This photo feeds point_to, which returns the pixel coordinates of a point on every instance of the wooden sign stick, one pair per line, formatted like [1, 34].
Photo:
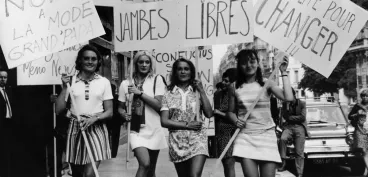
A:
[83, 134]
[130, 102]
[280, 57]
──────────
Can you copy all of the material above word for word, leaving out the pictures?

**Response to the exercise**
This photo feeds point_to, which returns the pixel coordinates of a point on every instance of the wooden sign stick, one pair per line, formatted like [1, 34].
Photo:
A:
[83, 134]
[130, 102]
[280, 57]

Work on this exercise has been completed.